→ **Given instruction a**:
Recast the entries below, from their start through the line containing "pixel 80 553", as a JSON list of strings, one string per line, with blank lines omitted.

→ **Excerpt**:
━━━━━━━━━━━━━━━━━━━━

Cabramatta Two Blues, colloquially known as Cabra, is an Australian rugby league football club that was originally formed in 1919 and then later completely formed as the Two Blues in 1939. They have always based from the Parramatta Junior Leagues, and their junior teams compete in the Parramatta District Junior Rugby League Association. They compete in the Ron Massey Cup and Sydney Shield however both sides did not field a side for the 2022 season in either competition. They play out of the Cabramatta, New South Wales, Sports Ground Complex which can fit up to 5,000 spectators. The Two Blues have won numerous A-Grade Titles with their last Premiership received in 2002.

Ron Massey Cup
In 2011, Cabramatta won their first Ron Massey Cup in the final against Mount Pritchard Mounties.
In 2013, Cabramatta finished as minor premiers but failed to win the premiership that year.  In 2018, Cabramatta finished 3rd on the table at the end of the 2018 Ron Massey Cup season.  The Two Blues advanced to the preliminary final before being defeated 34-20 by St Mary's.

Playing Record
Sources: Rugby League Week, Big League, NSWRL Rugby League News, Sydney Morning Herald, Daily Telegraph (Sydney). 
The win–loss–draw record in the table below does not include Finals Series matches.

Sydney Shield
At the end of the regular season in the 2019 Sydney Shield competition, Cabramatta finished as minor premiers only losing 3 games in the process.

━━━━━━━━━━━━━━━━━━━━

→ **Given instruction b**:
According to the excerpt on the Cabramatta Two Blues, which club defeated Cabramatta 34-20 in the 2018 preliminary final?

A block of data

━━━━━━━━━━━━━━━━━━━━

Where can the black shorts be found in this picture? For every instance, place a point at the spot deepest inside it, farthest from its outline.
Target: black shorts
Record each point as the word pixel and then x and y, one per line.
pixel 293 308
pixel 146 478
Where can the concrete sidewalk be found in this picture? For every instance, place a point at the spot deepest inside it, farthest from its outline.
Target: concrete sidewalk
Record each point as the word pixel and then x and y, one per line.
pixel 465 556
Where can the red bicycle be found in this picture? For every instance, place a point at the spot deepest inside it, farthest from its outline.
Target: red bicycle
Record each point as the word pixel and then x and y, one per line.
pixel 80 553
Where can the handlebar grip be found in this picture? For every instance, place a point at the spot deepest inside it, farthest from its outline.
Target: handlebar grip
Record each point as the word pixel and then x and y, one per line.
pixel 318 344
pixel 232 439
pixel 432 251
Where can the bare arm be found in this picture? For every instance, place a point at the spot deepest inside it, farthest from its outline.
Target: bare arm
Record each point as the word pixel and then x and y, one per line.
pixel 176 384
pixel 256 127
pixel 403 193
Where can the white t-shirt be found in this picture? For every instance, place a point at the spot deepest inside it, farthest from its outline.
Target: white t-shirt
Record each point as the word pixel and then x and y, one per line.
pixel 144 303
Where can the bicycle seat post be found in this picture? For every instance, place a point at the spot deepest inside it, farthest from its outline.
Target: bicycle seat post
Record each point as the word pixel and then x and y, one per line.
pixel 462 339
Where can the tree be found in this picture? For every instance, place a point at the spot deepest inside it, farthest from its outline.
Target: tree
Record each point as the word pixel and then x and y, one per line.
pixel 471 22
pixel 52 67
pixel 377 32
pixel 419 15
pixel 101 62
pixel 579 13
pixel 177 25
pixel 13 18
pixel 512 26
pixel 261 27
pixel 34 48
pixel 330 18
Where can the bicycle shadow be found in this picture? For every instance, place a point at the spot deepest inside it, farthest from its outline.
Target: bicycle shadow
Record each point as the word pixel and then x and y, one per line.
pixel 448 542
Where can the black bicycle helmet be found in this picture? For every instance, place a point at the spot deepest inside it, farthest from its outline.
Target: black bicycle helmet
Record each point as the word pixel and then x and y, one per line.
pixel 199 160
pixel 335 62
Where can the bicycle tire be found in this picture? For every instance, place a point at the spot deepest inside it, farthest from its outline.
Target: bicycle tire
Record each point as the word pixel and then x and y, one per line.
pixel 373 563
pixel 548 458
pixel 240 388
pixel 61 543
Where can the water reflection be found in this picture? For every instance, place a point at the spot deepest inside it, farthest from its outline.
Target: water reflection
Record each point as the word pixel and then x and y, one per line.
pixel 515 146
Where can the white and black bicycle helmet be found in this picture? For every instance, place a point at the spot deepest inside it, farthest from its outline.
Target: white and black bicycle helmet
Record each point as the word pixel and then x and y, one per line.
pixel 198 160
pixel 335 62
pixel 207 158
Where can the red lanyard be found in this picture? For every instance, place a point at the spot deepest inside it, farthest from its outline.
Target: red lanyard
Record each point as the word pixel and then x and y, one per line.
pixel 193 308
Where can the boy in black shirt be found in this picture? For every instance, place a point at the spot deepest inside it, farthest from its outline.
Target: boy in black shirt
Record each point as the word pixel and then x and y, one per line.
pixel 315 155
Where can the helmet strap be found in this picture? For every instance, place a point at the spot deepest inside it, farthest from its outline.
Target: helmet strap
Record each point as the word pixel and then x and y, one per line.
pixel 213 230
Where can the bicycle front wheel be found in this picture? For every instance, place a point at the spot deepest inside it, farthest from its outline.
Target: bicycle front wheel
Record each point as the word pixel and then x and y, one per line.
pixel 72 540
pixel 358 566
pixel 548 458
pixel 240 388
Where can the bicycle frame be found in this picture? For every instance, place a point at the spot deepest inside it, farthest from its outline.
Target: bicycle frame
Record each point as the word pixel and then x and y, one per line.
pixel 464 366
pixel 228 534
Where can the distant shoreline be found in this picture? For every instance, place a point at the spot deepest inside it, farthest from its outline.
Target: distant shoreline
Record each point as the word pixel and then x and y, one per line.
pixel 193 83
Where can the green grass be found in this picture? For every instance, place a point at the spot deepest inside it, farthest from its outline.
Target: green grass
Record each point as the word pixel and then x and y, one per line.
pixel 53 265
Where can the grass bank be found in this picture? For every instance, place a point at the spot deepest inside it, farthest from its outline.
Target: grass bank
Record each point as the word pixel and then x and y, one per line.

━━━━━━━━━━━━━━━━━━━━

→ **Written reply a**:
[
  "Where can the black shorts be found in this picture? For every instance, place a point at the spot deepest inside it, farthest from its outline.",
  "Target: black shorts",
  "Record each point as the word pixel and then x and y, one per line.",
  "pixel 293 308",
  "pixel 146 478",
  "Where can the concrete sidewalk be found in this picture? For every instance, place a point at the spot deepest inside it, farthest from its outline.",
  "Target: concrete sidewalk",
  "Record each point as the word pixel and then x and y, one per line.",
  "pixel 465 556",
  "Where can the red bicycle be found in this picture? For every instance, place a point at the spot deepest inside it, farthest from its outline.",
  "Target: red bicycle",
  "Record each point as the word pixel and then x and y, one per line.",
  "pixel 80 553"
]

→ **Written reply b**:
St Mary's